▼
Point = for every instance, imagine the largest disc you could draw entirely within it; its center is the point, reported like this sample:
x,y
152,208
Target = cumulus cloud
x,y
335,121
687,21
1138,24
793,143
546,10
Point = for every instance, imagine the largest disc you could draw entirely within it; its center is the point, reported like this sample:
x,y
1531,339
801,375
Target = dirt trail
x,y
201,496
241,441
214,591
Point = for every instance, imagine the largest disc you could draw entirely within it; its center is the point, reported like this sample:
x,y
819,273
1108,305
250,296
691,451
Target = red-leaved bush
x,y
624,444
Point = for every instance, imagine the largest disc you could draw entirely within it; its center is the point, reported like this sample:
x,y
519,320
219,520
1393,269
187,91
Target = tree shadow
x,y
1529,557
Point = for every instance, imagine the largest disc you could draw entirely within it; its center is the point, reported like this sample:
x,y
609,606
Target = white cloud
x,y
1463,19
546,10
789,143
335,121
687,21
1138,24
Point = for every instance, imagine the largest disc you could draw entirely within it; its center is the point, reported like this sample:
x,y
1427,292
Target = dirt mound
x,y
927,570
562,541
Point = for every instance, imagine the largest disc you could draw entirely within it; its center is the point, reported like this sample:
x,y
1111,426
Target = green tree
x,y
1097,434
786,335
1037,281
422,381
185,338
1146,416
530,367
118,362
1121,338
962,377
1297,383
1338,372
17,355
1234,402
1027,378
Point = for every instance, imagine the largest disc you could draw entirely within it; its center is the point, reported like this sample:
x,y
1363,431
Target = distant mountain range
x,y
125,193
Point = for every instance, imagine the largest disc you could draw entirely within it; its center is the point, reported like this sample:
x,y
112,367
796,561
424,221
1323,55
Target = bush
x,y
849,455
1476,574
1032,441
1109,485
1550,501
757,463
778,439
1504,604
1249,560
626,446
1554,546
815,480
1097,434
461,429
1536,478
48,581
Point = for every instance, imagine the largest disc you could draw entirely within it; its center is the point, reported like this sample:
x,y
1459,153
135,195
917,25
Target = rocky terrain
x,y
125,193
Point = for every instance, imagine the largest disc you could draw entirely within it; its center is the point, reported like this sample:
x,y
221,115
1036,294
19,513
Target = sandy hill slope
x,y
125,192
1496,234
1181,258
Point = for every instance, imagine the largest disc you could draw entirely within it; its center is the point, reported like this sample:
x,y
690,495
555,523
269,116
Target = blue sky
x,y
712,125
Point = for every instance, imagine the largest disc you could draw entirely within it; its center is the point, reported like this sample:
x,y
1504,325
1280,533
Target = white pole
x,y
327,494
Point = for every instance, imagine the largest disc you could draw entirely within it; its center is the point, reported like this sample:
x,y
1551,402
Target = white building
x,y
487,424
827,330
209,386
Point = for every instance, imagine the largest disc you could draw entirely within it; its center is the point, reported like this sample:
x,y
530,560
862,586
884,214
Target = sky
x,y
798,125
▲
→ WORK ORDER
All of the entries above must be quoted exactly.

→ FINISHED TASK
Point = for every instance, imagine the largest disc you could draw entirely within it; its center is the point, reported like this sample:
x,y
152,208
Target = cumulus cloud
x,y
335,121
687,21
1138,24
793,143
546,10
Point = for every instance, imagine the largest disc you could draw entirely within it; its center is the point, reported like this sample:
x,y
1531,339
801,375
Target = dirt trail
x,y
201,496
241,441
214,591
Point = for every instance, imagine the largest disc you could draw entirely within it; its center is the point, reported like this sample:
x,y
819,273
1108,305
250,296
691,451
Target = red-leaved bush
x,y
624,444
Point = for every instance, imagine the largest disc you could draw entirely within it; its center is the point, reported like this sample:
x,y
519,320
219,520
1393,269
187,91
Target = tree shadow
x,y
1529,557
Point = for every instance, imagine the largest disc you could draw entirely within it; its center is the point, reported like this sample:
x,y
609,606
Target = white cloud
x,y
1463,19
546,10
789,143
335,121
687,21
1138,24
Point = for every instance, imagine the largest disc you could draw entirely within it; its center is the point, reported like this sample:
x,y
1427,292
Target = dirt mound
x,y
927,570
562,541
Point = for every instance, imagine the largest disc you could draw entirely within it; its center is the point, reported like this sample:
x,y
1111,426
Target = green tree
x,y
1097,434
786,335
1037,281
422,381
185,338
1146,416
530,367
118,362
1121,338
962,377
1297,383
1338,372
17,355
1234,402
1027,378
Point = for every instance, imagine the largest disc you could draw entirely within it; its center is the point, reported like this sample:
x,y
1363,431
Target = distant mountain range
x,y
125,193
Point = for every instance, imagine the largest disc you could draw entirely within it; its center is the point, reported like this sample:
x,y
112,367
796,561
424,221
1323,55
Target = bush
x,y
849,455
1476,574
1032,441
1109,485
1550,501
757,463
778,439
1504,604
1249,560
626,446
1554,546
815,480
1097,434
461,429
1536,478
48,581
Point = for every instance, imagine the largest disc you could draw entirely within it; its center is the point, reported like this sample:
x,y
1459,153
135,195
917,25
Target = rocky terrain
x,y
125,193
Point = for every instance, imagine the largest disc you could draw entirely within it; its center is the point, reported like this sample:
x,y
221,115
1036,294
19,513
Target = sandy hill slope
x,y
125,192
1496,234
1181,258
Point = for every instance, imagine the largest disc you could draw entirely within it; its center is the point, reported like this sample:
x,y
690,495
555,523
269,116
Target = blue sky
x,y
712,125
Point = for every instance, imagine the largest disc you could draw entirely within it; its center is the point, reported like this sample:
x,y
1504,325
1280,533
Target = white pole
x,y
327,494
Point = for every instance, imagine the largest disc you could draw entirely within it; its center is the point, reported like this sample:
x,y
1551,402
Target = white building
x,y
487,424
827,330
209,386
Point = for every instance, imagine the largest disc you could draw entirely within it; its center is the point, reported like this sample:
x,y
530,560
862,586
884,214
Target = sky
x,y
798,125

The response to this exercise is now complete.